> DOCUMENT TEXT
◆ ◆ ◆ ◆ ◆ ◆ ◆

(165k) Biomimetic Virus Nanoparticles for Oral Vaccine Delivery across Gut Organoid Mucosal Models

Tianjian Tong¹, Yijun Qi¹, Luke D. Bussiere³, Debarpan Dhar³, Cathy L Miller³, Chenxu Yu², Qun Wang¹*

¹Department of Chemical & Biological Engineering, ²Department of Agricultural Biosystem and Engineering, ³ Department of Vet Microbiology & Preventive Medicine, Iowa State University

Statement of Purpose: In the age of the COVID-19 pandemic, the significance of effective oral vaccines is as high as it has ever been. Compared to the intramuscular/ intravenous injection as the delivery pathway for vaccines, oral delivery through gastrointestinal mucosa has its unique advantages of high patient acceptance (e.g., no pain), easy administration, and high efficacy via triggering mucosal immunological responses. The effective oral vaccine requires high delivery efficiency across the gastrointestinal epithelia and protection of medically effective payloads (i.e., immunogens) against gastric damage [1]. In this study, hollowed artificial virus nanoparticles (AVNs: silica nanospheres and gold nanocages) with poly-l-lysine (PLL) coating and mammalian orthoreovirus cell attachment protein σ1 functionalization (NC-PLL-σ1) were explored as oral vaccine delivery vehicles (OVDVs).

◆ ◆ ◆ ◆ ◆ ◆ ◆

> PROVIDED DATA
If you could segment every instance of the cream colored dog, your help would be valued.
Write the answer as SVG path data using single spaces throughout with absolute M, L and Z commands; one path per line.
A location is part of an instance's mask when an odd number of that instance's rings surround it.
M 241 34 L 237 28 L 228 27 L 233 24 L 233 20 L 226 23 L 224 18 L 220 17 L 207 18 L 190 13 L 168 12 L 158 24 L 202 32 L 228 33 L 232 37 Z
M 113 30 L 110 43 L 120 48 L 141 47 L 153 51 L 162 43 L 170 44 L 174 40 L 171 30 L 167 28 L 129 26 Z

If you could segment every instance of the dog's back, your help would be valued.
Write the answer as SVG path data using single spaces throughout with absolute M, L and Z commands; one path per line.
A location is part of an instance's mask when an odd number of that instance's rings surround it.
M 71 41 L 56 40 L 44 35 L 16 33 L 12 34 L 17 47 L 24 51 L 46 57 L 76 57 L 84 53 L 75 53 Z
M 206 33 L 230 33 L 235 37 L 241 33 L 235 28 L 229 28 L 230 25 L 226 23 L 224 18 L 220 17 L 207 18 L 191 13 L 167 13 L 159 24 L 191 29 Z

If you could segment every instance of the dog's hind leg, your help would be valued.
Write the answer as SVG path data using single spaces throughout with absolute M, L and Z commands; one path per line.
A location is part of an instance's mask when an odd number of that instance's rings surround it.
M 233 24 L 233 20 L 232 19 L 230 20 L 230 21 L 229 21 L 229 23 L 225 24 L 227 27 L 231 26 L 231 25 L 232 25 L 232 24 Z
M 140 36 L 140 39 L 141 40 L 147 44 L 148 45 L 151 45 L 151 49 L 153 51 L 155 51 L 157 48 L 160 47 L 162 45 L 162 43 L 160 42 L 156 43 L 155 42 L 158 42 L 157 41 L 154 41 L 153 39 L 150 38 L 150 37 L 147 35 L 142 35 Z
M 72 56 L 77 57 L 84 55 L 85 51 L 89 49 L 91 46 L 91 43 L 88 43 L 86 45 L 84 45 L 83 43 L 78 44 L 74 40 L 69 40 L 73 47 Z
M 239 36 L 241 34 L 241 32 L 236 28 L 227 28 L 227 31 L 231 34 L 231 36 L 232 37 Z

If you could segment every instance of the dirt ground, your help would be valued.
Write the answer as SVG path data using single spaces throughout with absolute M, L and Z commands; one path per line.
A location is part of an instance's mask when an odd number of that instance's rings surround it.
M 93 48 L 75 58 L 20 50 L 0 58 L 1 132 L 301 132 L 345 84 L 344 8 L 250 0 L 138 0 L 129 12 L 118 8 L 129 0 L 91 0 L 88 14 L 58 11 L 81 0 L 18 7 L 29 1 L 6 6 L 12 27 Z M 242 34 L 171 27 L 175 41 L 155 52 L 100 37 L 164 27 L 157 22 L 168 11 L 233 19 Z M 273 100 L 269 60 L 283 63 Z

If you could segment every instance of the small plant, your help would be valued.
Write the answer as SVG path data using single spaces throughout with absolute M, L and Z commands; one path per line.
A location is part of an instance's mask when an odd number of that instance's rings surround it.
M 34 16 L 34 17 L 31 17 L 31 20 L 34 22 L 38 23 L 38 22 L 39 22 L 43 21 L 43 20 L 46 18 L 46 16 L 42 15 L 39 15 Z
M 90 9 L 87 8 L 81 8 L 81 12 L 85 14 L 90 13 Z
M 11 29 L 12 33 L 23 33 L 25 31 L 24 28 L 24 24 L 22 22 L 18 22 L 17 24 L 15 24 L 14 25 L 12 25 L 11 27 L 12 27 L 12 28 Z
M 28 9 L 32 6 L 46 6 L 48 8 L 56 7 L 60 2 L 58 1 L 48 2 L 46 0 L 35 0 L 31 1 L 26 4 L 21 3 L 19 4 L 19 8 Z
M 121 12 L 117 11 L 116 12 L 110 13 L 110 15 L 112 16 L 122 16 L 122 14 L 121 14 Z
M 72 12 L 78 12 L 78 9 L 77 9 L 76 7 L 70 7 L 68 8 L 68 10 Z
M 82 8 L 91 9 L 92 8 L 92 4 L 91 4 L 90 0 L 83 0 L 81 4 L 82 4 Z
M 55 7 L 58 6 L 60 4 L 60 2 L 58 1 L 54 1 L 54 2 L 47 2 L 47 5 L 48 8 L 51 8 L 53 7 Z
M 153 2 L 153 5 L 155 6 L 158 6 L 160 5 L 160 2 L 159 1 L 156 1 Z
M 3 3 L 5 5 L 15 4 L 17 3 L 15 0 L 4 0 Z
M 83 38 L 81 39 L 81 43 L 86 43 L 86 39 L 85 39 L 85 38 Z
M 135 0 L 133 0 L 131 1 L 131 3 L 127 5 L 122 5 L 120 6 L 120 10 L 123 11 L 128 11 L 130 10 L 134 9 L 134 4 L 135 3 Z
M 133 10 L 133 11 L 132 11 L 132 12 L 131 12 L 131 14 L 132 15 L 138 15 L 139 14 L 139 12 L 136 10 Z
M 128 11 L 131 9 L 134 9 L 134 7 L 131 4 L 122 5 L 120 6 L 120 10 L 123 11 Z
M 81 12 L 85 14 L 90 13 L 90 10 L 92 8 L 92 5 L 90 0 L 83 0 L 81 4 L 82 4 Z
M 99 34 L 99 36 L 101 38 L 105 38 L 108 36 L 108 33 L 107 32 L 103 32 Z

◆ ◆ ◆ ◆ ◆ ◆ ◆

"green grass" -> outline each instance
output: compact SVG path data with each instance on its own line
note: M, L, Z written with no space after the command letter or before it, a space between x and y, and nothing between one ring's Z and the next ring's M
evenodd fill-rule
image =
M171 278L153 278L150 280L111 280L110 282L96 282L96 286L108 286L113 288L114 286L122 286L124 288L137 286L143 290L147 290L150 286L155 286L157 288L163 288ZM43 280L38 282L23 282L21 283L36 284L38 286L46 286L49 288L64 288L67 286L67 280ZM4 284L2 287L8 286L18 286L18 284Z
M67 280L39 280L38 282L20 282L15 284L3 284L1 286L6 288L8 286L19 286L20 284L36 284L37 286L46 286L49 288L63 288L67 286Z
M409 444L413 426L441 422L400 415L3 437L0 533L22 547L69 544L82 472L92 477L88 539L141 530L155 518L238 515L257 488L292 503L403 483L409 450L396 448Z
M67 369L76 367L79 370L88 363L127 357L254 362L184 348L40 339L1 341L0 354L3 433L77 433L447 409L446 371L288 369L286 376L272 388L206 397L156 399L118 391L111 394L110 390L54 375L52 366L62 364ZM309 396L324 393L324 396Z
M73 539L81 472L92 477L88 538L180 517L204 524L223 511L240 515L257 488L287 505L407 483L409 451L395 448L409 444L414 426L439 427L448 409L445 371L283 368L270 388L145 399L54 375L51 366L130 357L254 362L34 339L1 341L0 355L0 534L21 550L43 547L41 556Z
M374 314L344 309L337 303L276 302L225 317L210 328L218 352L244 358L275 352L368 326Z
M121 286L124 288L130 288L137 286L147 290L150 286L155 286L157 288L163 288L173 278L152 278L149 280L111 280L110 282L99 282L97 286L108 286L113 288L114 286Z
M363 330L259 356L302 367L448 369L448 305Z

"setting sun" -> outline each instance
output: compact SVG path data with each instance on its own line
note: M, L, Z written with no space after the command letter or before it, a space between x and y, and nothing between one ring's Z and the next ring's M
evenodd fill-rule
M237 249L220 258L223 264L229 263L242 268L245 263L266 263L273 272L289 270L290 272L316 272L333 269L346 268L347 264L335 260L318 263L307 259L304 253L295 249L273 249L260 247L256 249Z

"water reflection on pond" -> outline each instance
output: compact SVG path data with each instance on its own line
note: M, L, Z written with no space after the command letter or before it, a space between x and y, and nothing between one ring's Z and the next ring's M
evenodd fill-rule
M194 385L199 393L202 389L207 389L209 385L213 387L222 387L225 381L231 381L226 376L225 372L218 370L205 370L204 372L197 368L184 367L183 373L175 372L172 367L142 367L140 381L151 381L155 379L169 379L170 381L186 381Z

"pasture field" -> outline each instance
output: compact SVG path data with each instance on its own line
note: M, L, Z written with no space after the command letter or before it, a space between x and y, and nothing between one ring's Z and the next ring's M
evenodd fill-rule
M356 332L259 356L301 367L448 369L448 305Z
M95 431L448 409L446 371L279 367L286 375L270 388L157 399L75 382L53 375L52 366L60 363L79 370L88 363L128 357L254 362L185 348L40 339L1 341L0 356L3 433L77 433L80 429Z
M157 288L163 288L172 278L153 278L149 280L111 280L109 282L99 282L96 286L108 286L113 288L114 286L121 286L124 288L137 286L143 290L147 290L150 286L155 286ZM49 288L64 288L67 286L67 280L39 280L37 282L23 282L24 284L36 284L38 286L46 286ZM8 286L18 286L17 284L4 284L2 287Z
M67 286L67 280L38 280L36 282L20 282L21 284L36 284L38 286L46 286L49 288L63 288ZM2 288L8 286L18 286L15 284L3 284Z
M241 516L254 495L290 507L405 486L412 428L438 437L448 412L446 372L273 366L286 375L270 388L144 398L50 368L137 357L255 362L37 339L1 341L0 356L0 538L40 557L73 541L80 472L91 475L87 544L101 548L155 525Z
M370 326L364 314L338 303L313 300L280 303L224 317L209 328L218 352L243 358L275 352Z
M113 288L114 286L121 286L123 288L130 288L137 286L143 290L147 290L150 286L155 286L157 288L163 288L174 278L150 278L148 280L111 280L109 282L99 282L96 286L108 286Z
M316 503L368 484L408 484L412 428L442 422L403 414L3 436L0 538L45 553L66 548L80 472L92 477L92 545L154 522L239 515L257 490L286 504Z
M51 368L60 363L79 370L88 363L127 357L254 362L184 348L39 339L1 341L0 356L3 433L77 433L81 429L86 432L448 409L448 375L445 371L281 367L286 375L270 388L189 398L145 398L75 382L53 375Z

◆ ◆ ◆ ◆ ◆ ◆ ◆

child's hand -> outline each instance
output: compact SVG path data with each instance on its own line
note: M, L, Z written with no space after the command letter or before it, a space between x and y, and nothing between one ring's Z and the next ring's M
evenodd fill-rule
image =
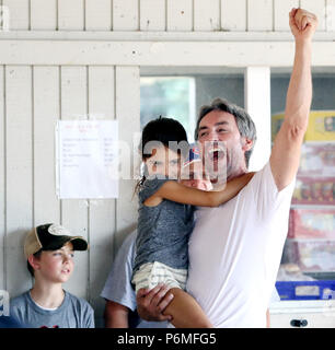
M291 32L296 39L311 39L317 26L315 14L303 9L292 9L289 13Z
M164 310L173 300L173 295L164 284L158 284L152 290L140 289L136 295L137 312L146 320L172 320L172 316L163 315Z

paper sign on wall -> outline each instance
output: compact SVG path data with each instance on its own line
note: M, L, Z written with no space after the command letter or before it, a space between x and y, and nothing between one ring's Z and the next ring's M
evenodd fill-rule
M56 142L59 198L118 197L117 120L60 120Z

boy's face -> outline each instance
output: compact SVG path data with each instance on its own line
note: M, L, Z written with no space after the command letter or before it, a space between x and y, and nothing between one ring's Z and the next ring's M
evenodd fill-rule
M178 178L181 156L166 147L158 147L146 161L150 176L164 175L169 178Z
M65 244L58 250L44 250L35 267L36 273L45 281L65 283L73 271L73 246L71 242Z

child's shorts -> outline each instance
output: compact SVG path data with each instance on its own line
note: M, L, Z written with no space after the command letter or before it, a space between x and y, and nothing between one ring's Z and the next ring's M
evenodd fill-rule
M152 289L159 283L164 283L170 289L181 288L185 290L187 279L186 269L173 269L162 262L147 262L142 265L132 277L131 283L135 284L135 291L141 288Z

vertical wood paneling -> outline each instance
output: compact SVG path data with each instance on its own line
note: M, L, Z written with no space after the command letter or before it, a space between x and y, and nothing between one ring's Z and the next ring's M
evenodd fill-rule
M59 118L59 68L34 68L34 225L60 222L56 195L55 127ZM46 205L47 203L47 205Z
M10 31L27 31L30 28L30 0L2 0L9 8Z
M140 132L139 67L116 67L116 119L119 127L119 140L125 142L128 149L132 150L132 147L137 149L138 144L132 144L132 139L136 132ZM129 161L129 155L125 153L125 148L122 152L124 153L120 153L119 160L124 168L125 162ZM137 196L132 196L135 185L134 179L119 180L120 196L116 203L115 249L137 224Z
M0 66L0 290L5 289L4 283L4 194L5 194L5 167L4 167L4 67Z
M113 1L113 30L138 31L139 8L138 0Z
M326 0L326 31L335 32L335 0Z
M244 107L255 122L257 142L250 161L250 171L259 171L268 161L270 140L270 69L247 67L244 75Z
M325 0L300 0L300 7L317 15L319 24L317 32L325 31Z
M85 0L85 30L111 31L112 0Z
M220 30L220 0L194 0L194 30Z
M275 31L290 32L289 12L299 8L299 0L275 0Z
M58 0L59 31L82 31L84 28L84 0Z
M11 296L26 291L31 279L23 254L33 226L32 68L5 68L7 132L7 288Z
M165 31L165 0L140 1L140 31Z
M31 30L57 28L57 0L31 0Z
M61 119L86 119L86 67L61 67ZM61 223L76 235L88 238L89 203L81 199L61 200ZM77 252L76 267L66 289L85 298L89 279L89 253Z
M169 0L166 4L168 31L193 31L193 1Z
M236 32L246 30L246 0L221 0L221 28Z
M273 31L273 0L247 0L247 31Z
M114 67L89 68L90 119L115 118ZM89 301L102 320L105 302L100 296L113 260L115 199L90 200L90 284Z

◆ ◆ ◆ ◆ ◆ ◆ ◆

> PROBLEM SET
1. Update the oral vaccine abstract by reproducing its text from "Statement of Purpose: In" through "delivery vehicles (OVDVs).", with "gastric damage" replaced by "gastric degradation". Start at the words "Statement of Purpose: In" and stop after "delivery vehicles (OVDVs).".
2. Answer these questions using the oral vaccine abstract:
(a) Which university are the authors affiliated with?
(b) What coating is applied to the artificial virus nanoparticles?
(c) Which protein is used to functionalize them?
3. List every author named in the oral vaccine abstract.
The rows play no part in what you need to do here.

> TASK-BY-TASK OUTPUTS
1.
Statement of Purpose: In the age of the COVID-19 pandemic, the significance of effective oral vaccines is as high as it has ever been. Compared to the intramuscular/ intravenous injection as the delivery pathway for vaccines, oral delivery through gastrointestinal mucosa has its unique advantages of high patient acceptance (e.g., no pain), easy administration, and high efficacy via triggering mucosal immunological responses. The effective oral vaccine requires high delivery efficiency across the gastrointestinal epithelia and protection of medically effective payloads (i.e., immunogens) against gastric degradation [1]. In this study, hollowed artificial virus nanoparticles (AVNs: silica nanospheres and gold nanocages) with poly-l-lysine (PLL) coating and mammalian orthoreovirus cell attachment protein σ1 functionalization (NC-PLL-σ1) were explored as oral vaccine delivery vehicles (OVDVs).

2.
(a) Iowa State University
(b) Poly-l-lysine (PLL)
(c) Mammalian orthoreovirus cell attachment protein σ1

3.
Tianjian Tong
Yijun Qi
Luke D. Bussiere
Debarpan Dhar
Cathy L Miller
Chenxu Yu
Qun Wang